(Natural-language object grounding data)
———

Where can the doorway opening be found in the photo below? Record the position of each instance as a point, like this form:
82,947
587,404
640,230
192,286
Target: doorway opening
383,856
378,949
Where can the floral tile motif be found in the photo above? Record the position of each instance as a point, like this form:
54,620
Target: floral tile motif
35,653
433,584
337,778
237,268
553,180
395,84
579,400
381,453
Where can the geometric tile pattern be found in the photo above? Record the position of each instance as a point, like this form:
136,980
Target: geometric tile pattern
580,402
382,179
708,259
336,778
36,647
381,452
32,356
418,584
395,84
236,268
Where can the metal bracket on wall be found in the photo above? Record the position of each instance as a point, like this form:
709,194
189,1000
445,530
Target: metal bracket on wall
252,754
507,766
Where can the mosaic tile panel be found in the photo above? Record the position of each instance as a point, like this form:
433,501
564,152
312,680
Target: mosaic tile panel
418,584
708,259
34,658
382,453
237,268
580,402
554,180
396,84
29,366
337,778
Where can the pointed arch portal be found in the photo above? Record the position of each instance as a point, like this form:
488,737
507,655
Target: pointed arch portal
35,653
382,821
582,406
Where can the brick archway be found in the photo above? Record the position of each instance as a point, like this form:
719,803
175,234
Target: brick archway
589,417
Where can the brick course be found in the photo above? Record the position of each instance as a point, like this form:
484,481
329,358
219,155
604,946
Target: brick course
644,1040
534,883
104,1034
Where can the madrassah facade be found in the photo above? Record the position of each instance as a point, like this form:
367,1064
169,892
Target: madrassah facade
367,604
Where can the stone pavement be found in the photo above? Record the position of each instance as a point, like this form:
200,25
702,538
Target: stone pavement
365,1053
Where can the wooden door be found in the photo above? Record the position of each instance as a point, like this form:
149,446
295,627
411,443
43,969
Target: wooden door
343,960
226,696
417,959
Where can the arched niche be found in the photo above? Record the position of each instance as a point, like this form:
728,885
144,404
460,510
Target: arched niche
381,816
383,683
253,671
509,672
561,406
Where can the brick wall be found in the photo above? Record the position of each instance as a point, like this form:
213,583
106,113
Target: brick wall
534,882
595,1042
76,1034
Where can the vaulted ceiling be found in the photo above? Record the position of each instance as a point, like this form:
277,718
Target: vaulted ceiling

———

▸ **WHAT THE TASK ASKS**: Go through the entries above, and wherever a line holds the word "vaulted", copy that line.

▸ **TASK RESULT**:
Where can the vaulted ceiling be found in the photo above? Record the position of each instance as a point, like this form:
Target: vaulted ceiling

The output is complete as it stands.